Saturday, February 23, 2013

Finally, some answers and an action plan

The astute reader would have picked up the impatience and -- yes, let's say it -- depression in the last post. The seemingly endless waiting, the eternal quest for just one more piece of information, the underlying fear that the string of good news couldn't last -- it was all taking a terrible toll on me.

But despair has taken a holiday. The doctors now seem to have all the information they need and are ready to move forward. The pathology report came in and showed only one lymph node on the esophagus with cancer. Zero cancer would have been our best hope, but I'm happy with the next best thing.

Surgery has been scheduled for bright and early Wednesday morning February 27. They'll remove that one lymph node and one lobe of my lung, where the lung cancer is. I'll be in the hospital for 3 - 5 days, then recovery at home for about 3 weeks. At some point afterwards, I'll have chemotherapy with perhaps a bit of radiation therapy as well. And no, I don't know when that will start nor how long it will last. I'm pretty committed to the One Step at a Time philosophy of coping.

Sherri will take me to Shelly's place in Seattle on Tuesday evening, then Shelly will deliver me to Swedish Hospital at 6:00 am.

The doctor has told me that the most painful part of the post-op recovery is that they will have to move aside a rib or two to get to the lung. Ouch. He has also assured me that they'll be using "aggressive pain management" afterwards to help ensure that I'll continue to take deep breaths. Most of us are aware that one of the primary concerns after just about any major surgery is getting the patient to breathe deeply and keep the lungs clear. One of the nurses at last Wednesday's biopsy procedure told me that insufficient breathing can bring on pneumonia within a few hours! So as you send out healing thoughts my way, be sure to send them on a wave of a deep breath.

Shelly will come home and stay with me for about 3 days, and after that I'm just not sure what I'm going to want or need. I'm pretty sure I'll continue to need a lot of help for at least a week, but I don't know yet what that help is going to look like. I'll give Shelly access to this blog so she can keep everyone updated.

The love and good wishes of my fabulous family and friends continue to give me strength. Deep thanks to all of you.

==================================================

• _Questions to answer_:
[1] Say whether each statement agrees with the blog post, answering yes or no and quoting the deciding words: (a) The pathology report found cancer in only one lymph node on the esophagus. (b) The hospital stay is expected to last about three weeks. (c) Sherri will take the writer to Swedish Hospital at 6:00 am.
[2] Print the part of the blog post that opens with the words containing "Shelly will come" and closes with "keep everyone updated.".

• _Information provided_:
==================================================

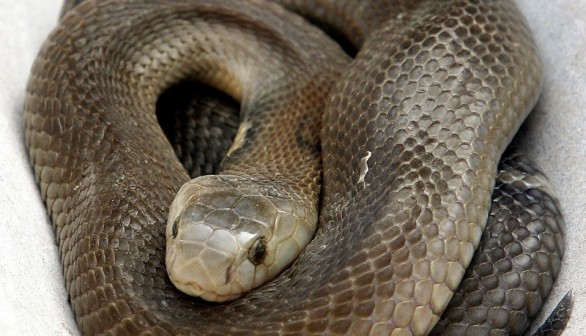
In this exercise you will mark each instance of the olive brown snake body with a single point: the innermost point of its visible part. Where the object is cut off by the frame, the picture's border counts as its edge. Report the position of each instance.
(444, 150)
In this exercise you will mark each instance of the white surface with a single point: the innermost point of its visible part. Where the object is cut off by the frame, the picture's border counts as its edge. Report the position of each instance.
(32, 292)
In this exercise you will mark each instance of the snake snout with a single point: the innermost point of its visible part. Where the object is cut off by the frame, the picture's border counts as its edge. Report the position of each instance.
(226, 236)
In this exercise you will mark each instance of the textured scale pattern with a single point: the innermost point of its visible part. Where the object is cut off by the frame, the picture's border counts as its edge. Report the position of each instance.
(517, 261)
(431, 100)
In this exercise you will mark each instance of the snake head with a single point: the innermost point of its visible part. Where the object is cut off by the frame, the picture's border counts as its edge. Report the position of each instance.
(225, 239)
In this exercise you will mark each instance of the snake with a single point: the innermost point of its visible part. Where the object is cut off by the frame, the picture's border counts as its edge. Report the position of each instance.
(377, 168)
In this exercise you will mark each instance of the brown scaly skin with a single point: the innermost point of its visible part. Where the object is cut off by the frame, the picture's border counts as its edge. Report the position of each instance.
(447, 88)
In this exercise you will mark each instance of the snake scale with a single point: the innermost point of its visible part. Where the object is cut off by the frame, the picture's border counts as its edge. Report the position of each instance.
(409, 135)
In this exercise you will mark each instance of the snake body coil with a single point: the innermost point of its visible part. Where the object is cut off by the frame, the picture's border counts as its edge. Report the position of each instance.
(410, 138)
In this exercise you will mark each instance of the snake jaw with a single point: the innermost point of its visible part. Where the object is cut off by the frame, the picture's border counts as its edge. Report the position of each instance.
(225, 239)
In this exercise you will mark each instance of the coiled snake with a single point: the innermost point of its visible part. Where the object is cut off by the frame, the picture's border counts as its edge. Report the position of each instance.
(409, 136)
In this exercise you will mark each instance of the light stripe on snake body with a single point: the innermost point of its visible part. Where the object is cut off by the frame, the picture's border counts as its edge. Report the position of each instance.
(431, 101)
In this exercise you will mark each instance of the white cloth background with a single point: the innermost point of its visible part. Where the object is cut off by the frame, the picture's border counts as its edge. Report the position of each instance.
(32, 292)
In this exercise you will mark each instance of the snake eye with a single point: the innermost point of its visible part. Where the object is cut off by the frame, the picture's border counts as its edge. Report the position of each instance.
(257, 252)
(175, 229)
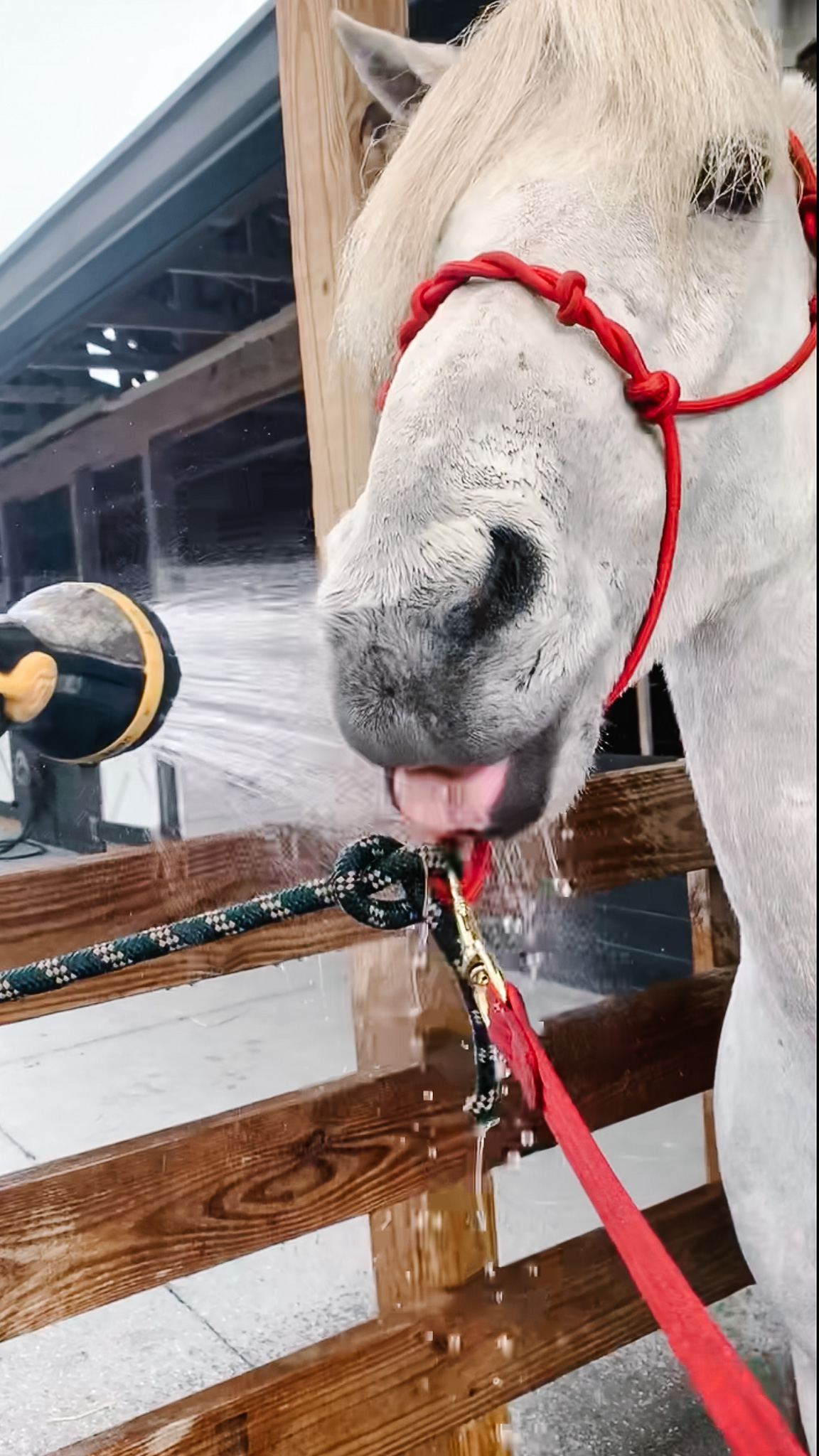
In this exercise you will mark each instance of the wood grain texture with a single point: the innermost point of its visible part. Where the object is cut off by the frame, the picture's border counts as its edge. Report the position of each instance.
(91, 1229)
(641, 823)
(241, 372)
(714, 941)
(630, 825)
(44, 912)
(323, 108)
(430, 1371)
(439, 1238)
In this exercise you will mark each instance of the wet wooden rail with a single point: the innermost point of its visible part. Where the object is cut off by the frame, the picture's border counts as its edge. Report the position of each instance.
(465, 1350)
(633, 825)
(94, 1228)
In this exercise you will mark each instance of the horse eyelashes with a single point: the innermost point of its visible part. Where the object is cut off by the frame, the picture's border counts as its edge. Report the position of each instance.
(735, 190)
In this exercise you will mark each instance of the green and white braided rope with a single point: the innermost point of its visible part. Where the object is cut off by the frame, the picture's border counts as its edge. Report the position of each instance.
(363, 872)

==================================================

• _Answers by item number_:
[1]
(a) Yes: "showed only one lymph node on the esophagus with cancer"
(b) No: "I'll be in the hospital for 3 - 5 days, then recovery at home for about 3 weeks"
(c) No: "then Shelly will deliver me to Swedish Hospital at 6:00 am"

[2]
Shelly will come home and stay with me for about 3 days, and after that I'm just not sure what I'm going to want or need. I'm pretty sure I'll continue to need a lot of help for at least a week, but I don't know yet what that help is going to look like. I'll give Shelly access to this blog so she can keep everyone updated.